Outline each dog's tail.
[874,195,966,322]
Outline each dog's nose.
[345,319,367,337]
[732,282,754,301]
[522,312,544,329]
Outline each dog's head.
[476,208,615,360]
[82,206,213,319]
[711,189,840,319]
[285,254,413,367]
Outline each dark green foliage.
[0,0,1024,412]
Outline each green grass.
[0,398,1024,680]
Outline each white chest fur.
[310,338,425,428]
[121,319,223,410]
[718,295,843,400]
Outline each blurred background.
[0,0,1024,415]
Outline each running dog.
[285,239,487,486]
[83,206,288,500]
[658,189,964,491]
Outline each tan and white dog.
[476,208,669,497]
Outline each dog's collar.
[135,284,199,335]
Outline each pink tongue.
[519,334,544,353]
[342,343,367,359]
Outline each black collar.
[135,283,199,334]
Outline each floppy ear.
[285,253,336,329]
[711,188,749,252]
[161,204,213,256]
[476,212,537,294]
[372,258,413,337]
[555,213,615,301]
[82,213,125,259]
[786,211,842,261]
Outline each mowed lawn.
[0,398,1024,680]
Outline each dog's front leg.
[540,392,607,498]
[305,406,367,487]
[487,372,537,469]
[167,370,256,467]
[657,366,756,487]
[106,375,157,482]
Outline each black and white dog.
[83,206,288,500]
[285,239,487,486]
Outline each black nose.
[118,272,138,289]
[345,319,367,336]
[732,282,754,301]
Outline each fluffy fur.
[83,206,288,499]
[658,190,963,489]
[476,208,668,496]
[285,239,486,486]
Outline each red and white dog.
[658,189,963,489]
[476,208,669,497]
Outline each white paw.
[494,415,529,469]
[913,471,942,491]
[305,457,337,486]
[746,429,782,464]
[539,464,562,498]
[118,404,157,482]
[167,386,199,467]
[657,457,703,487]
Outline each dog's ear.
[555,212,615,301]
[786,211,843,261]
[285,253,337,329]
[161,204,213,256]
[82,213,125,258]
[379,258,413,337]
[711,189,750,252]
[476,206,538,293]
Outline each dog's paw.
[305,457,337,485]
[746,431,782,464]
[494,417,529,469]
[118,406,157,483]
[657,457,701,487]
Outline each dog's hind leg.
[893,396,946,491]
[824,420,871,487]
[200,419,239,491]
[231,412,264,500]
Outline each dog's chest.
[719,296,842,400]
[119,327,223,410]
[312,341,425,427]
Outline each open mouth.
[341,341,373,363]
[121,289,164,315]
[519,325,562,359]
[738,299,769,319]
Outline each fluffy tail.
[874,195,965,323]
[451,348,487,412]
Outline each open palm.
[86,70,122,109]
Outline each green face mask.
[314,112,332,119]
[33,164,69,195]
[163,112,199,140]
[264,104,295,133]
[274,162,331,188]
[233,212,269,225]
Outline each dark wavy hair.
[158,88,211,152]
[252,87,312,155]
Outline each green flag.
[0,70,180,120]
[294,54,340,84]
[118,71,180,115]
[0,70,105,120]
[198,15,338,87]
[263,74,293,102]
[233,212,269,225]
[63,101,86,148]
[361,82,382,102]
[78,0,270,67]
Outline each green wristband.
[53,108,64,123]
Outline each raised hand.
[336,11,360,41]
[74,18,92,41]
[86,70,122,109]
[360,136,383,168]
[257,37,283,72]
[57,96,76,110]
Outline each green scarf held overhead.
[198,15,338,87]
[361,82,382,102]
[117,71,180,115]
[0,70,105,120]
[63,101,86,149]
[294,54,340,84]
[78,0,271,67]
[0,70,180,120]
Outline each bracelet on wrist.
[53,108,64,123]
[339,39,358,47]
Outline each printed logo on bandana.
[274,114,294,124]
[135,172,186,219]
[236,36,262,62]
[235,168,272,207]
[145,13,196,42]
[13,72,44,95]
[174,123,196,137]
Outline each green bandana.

::::::::::

What this task involves ::
Rewrite everything from the line containing "Outline each black nose." down to the line containing "[252,87,312,155]", switching "fluffy" to "furry" and leaving all else unchanged.

Answer to this exercise ::
Outline each black nose.
[118,272,138,289]
[345,319,367,336]
[732,282,754,301]
Outline each furry fur.
[83,206,288,499]
[658,190,963,489]
[476,208,668,496]
[285,239,486,486]
Outline each red and white dog.
[658,189,963,489]
[476,208,669,497]
Outline each white paw.
[494,415,529,469]
[913,471,942,491]
[305,457,337,486]
[746,429,782,464]
[539,464,562,498]
[118,404,157,482]
[167,386,199,467]
[657,457,703,487]
Outline each dog's ear.
[555,212,615,301]
[786,211,843,261]
[285,253,337,329]
[161,204,213,256]
[82,213,125,258]
[379,258,413,337]
[711,189,750,252]
[476,206,538,293]
Outline each dog's paw.
[305,457,337,485]
[746,431,782,464]
[494,417,529,469]
[118,406,157,483]
[657,457,701,487]
Outline each dog's hind leg.
[893,396,946,491]
[824,420,871,487]
[200,419,239,491]
[231,412,264,500]
Outline each dog's chest.
[719,296,842,400]
[119,327,223,410]
[312,341,425,427]
Outline each open mouth.
[341,341,373,363]
[121,289,164,315]
[519,325,562,359]
[738,299,769,319]
Outline each furry tail.
[874,195,965,323]
[451,348,487,412]
Outline each open palm.
[86,70,122,109]
Outline each green face mask.
[314,112,332,119]
[33,164,69,195]
[163,112,199,140]
[264,104,295,133]
[274,162,331,188]
[233,212,269,225]
Outline each dark wavy hair.
[158,88,211,152]
[252,87,312,155]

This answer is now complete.